Problem to work on
Below are records that contain pictures; transcribe the text exactly and omit the pictures.
+ + + + +
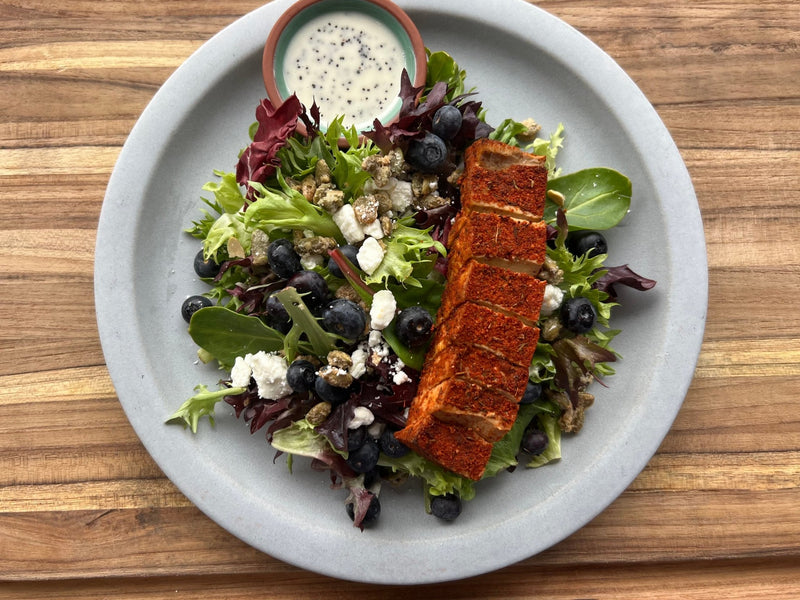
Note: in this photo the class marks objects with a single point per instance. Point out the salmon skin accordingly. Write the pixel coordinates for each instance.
(476, 369)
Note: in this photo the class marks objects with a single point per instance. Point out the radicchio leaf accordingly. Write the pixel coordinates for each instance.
(275, 125)
(622, 275)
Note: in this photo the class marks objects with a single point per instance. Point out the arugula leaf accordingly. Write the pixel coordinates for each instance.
(595, 199)
(200, 405)
(225, 334)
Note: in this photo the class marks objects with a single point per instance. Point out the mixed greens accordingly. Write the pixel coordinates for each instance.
(292, 200)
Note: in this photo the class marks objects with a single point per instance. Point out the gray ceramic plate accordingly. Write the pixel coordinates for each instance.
(525, 63)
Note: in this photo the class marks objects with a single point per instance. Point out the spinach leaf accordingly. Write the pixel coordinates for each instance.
(225, 334)
(442, 67)
(303, 322)
(594, 198)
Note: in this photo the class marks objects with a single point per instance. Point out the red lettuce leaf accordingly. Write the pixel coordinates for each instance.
(622, 275)
(275, 126)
+ + + + +
Expected answer
Note: in this photo the class marks objects with a single point per instance. Point out the salmon skin accordingly. Write the pixel coordinates for each instance.
(476, 369)
Note: in this photo the class marks objects with a single point per instance. Point out the radicchio leaf accordingly. Write the pixel coordinates for each instance.
(275, 125)
(622, 275)
Note: in this photo the class marks objects with a single point per instance. Point out the arugula leaf accordingly. Write the pixel coordinates for each instance.
(595, 199)
(200, 405)
(225, 334)
Note: in this photo the class marks objects with a single point per instance. Point out the mixed greens accordingly. Write the pixel coordinates for each instance.
(292, 200)
Note: in this photo the class marks objects with a single point per instance. Point out the gray ceramic plate accordingly. Write the pixel coordinates for each instance.
(525, 63)
Note: in this photo the class marks objects with a single point per instance. Point out the spinach leaf accordingly. Write the pixel coordinates for each instance.
(225, 334)
(442, 67)
(303, 322)
(594, 198)
Note: in this photo the class marks objects with a single point per instance. Point out the red lettuce leaf accordingly. Write the pixel coordinates for each instance.
(622, 275)
(275, 126)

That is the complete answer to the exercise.